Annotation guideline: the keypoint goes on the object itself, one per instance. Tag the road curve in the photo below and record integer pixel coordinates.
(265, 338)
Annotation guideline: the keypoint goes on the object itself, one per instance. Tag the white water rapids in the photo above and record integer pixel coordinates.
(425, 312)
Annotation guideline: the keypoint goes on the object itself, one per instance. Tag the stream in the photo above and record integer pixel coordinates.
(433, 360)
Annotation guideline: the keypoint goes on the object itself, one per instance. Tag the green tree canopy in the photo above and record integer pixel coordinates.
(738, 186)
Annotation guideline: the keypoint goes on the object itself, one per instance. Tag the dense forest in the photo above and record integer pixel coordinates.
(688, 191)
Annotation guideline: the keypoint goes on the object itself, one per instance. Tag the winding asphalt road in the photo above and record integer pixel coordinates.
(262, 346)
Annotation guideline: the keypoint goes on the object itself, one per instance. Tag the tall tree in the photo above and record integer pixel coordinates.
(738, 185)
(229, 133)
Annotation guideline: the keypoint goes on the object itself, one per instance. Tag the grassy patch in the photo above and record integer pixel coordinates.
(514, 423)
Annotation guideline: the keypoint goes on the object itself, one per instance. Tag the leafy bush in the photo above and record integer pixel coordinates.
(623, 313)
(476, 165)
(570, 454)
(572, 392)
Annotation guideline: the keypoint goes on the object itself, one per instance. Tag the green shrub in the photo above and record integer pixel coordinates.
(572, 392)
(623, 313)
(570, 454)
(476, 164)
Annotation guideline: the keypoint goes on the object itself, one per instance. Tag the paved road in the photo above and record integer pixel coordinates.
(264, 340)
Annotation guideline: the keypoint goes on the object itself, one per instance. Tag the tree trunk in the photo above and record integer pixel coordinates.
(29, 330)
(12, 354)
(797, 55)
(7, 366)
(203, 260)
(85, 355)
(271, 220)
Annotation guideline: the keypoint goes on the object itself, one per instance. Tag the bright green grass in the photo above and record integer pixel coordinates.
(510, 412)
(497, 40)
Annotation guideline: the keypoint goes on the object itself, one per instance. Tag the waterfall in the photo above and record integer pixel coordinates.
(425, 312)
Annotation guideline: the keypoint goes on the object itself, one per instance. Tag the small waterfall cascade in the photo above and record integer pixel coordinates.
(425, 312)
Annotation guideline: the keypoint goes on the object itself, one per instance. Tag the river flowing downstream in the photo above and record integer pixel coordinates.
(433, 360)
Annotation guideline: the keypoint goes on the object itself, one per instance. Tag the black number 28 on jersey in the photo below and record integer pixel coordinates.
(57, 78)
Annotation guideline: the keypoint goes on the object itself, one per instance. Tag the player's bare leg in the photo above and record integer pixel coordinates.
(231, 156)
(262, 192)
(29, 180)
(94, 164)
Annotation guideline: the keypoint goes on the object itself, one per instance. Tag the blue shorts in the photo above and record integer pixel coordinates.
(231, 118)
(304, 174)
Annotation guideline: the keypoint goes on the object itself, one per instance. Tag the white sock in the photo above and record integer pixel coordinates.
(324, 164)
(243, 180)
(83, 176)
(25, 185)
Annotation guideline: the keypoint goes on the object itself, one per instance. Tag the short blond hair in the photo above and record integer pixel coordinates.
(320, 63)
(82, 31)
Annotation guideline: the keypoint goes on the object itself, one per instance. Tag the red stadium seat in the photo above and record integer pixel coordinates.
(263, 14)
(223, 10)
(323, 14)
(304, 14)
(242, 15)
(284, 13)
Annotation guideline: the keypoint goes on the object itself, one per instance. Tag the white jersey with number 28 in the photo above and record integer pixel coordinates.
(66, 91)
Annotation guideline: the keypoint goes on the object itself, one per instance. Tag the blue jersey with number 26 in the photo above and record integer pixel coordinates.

..............................

**YOUR INSTRUCTIONS**
What you write must match the records above exactly, line for line.

**RESULT OF THE EXERCISE**
Annotation guideline: the keypoint goes on the object itself, one per instance. Tag the road curve in the photo below and record integer pixel coordinates.
(265, 338)
Annotation guideline: the keypoint goes on the object itself, one per instance. Tag the white water rapids in the photo above and record integer pixel coordinates.
(425, 312)
Annotation guideline: the keypoint goes on the object itself, one per instance. Tag the stream in the photo above and record integer pixel coordinates.
(433, 360)
Annotation guideline: the keypoint goes on the object itself, one per instance. Tag the green tree canopy in the photo above and record integer pixel coordinates.
(738, 186)
Annotation guideline: the keypoint goes on the object itself, one per instance. Tag the dense forest in the photo above and record integer pixel coordinates.
(688, 191)
Annotation guideline: the keypoint goes on the object itself, one per instance. Tag the winding asphalt road in the photo above and record integer pixel coordinates.
(262, 346)
Annotation guideline: the keypoint goes on the object itself, one per instance. Tag the tall tree in the photo above and record integer pixel coordinates.
(738, 185)
(229, 133)
Annotation guideline: the keypoint goes on the object itself, one per instance. Tag the grassy patch in the photo above and record integer pixel coordinates.
(514, 423)
Annotation guideline: the keypoint goes on the object itself, one per instance. Tag the leafy bush in the photo above and record integer pixel coordinates.
(623, 313)
(476, 165)
(570, 454)
(572, 392)
Annotation guideline: the keypoint goes on the object itself, one per instance. Tag the green shrub in the photo above and record integer pixel coordinates.
(572, 392)
(623, 313)
(570, 454)
(476, 164)
Annotation guideline: the keypoint goes on the object itself, one per instance. Tag the paved road in the photo above and record integer pixel coordinates.
(264, 340)
Annotation guideline: the keypoint goes on the object itself, one per instance. Tag the tree trunk in the photo above and record integer pixel coordinates.
(29, 330)
(12, 354)
(797, 55)
(7, 366)
(203, 260)
(85, 355)
(271, 220)
Annotation guideline: the keypoint goes on the object itself, one per instance. Tag the bright green grass in the photo above and record integer pixel coordinates.
(510, 412)
(497, 40)
Annotation guideline: the keypoint goes on the object itself, one per instance. Tag the waterfall in the photo above and record integer pixel coordinates.
(425, 312)
Annotation guideline: the keypoint goes on the object itself, one per instance. Tag the small waterfall cascade in the photo above and record integer pixel coordinates.
(425, 312)
Annotation guideline: the keypoint goes on the object itself, one per instance. Tag the river flowing downstream in the photo above and record integer pixel coordinates.
(433, 360)
Annotation guideline: the keypoint goes on the object itself, one per instance. Tag the black number 28 on jersey in the photo below and record integer pixel coordinates.
(57, 78)
Annotation guideline: the keypoint goes on the object itself, one per instance. Tag the player's bare leg in the photo above and record integer pixel coordinates.
(231, 156)
(262, 192)
(29, 180)
(94, 164)
Annotation guideline: the keypoint goes on the object itself, one per instance. Tag the blue shorts in the photo above and record integer pixel coordinates.
(231, 118)
(304, 174)
Annotation guideline: the keypoint goes on the object itself, one per instance. Tag the white sock in the photo above and record integer pixel coordinates.
(324, 164)
(243, 180)
(83, 176)
(25, 185)
Annotation guideline: the keypoint goes on the object itself, one per instance. Tag the short blond hair in the photo above and record integer pixel coordinates.
(320, 63)
(82, 31)
Annotation guideline: the keypoint goes on the object itself, one per instance. Tag the red stadium seat in the photo above and record integer pixel coordinates.
(263, 14)
(223, 10)
(323, 14)
(304, 14)
(242, 15)
(284, 13)
Annotation guideline: the keypoint goes on the object itself, one per instance. Tag the white jersey with number 28 in the photo above and record integer pixel coordinates.
(66, 91)
Annotation guideline: the keypoint goes on the object itself, one per instance. Tag the blue jersey with number 26 in the photo above and record integer pixel coordinates.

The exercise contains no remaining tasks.